## Required work
Return, word for word, the lines from the one containing "For every instance of the tail" through the last line below, both ends included.

## Materials provided
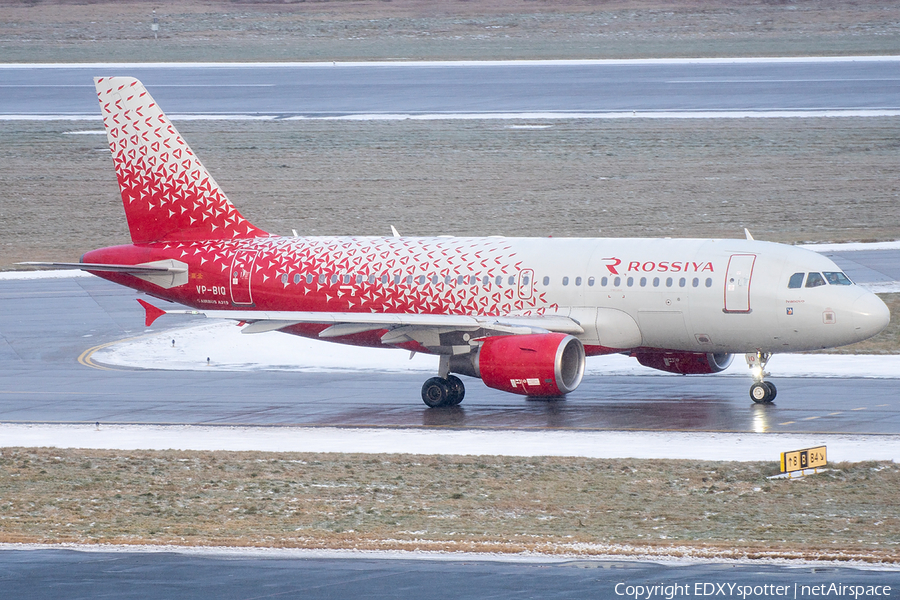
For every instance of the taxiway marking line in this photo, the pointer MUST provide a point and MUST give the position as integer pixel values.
(85, 357)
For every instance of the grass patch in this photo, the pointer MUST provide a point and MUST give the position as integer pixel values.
(504, 504)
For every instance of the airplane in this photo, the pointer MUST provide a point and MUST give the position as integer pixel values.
(521, 314)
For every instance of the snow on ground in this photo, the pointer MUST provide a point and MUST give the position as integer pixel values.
(55, 274)
(489, 116)
(590, 444)
(230, 350)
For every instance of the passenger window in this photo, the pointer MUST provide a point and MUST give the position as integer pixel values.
(815, 280)
(837, 278)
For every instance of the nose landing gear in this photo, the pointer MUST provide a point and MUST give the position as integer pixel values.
(440, 391)
(761, 392)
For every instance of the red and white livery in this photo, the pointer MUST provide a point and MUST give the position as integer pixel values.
(521, 314)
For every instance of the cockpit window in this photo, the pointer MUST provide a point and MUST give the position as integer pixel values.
(837, 278)
(815, 280)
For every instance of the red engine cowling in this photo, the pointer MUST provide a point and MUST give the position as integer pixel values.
(685, 363)
(541, 364)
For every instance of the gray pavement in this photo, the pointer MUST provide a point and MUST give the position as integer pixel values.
(315, 90)
(70, 574)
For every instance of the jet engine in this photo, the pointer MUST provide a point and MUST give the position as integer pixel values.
(685, 363)
(540, 364)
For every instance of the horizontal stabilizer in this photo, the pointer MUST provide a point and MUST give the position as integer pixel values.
(130, 269)
(151, 312)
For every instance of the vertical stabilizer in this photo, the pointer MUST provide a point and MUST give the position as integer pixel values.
(167, 194)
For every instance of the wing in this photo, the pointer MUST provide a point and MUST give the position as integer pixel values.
(401, 327)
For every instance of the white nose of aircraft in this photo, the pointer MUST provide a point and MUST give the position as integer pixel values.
(870, 315)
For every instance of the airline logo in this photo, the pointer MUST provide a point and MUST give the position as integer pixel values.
(677, 266)
(531, 381)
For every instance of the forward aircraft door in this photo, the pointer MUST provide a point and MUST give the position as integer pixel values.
(526, 284)
(241, 270)
(737, 283)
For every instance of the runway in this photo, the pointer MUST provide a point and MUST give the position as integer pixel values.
(469, 88)
(47, 324)
(172, 574)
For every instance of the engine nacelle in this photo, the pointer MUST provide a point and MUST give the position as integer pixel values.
(540, 364)
(685, 363)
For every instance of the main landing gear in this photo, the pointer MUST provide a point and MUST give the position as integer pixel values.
(761, 392)
(443, 391)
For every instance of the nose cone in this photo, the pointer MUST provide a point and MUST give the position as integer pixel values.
(870, 315)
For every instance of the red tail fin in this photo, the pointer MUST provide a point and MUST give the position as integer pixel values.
(168, 195)
(151, 312)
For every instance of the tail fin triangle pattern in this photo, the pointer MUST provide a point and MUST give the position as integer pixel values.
(167, 193)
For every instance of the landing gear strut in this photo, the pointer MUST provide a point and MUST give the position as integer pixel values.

## Result
For every instance of the tail fin triangle pattern in this photo, the pointer MUST provide a point and MUST give the position as integer pixel values.
(167, 193)
For every instance of the landing gear strut in this photo, the pointer MUST provide a point and MUST give the position as integer pixel values.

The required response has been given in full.